▶ _STATED TASK_
Report every line in the listing below that contains the word "woman", reproducing each such line in full.

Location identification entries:
----------------------------------------

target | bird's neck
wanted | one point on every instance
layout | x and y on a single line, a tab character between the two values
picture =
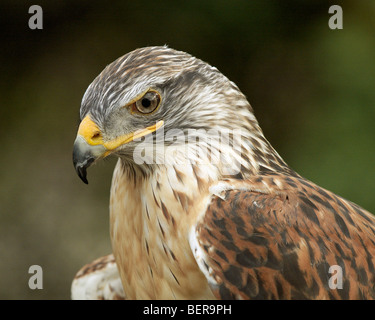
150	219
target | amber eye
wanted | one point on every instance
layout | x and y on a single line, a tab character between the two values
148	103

----------------------------------------

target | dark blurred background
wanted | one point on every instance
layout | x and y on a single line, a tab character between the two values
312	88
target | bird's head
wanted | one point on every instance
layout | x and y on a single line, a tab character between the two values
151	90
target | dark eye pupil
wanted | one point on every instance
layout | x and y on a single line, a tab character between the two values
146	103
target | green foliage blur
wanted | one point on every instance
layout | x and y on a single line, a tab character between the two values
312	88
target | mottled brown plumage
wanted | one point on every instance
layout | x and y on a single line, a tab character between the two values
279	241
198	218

----------------------------------------

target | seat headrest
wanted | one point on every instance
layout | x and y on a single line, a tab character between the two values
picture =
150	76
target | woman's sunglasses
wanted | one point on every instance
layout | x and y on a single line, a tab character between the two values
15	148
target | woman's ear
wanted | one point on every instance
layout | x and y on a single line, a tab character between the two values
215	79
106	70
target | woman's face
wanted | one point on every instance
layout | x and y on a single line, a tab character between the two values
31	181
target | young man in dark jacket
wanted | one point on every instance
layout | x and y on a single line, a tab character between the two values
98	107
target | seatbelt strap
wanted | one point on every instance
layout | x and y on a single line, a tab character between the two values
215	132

----------------------------------------

▶ _COMPLETE ANSWER_
target | woman's sunglasses
target | woman's ear
target | woman's face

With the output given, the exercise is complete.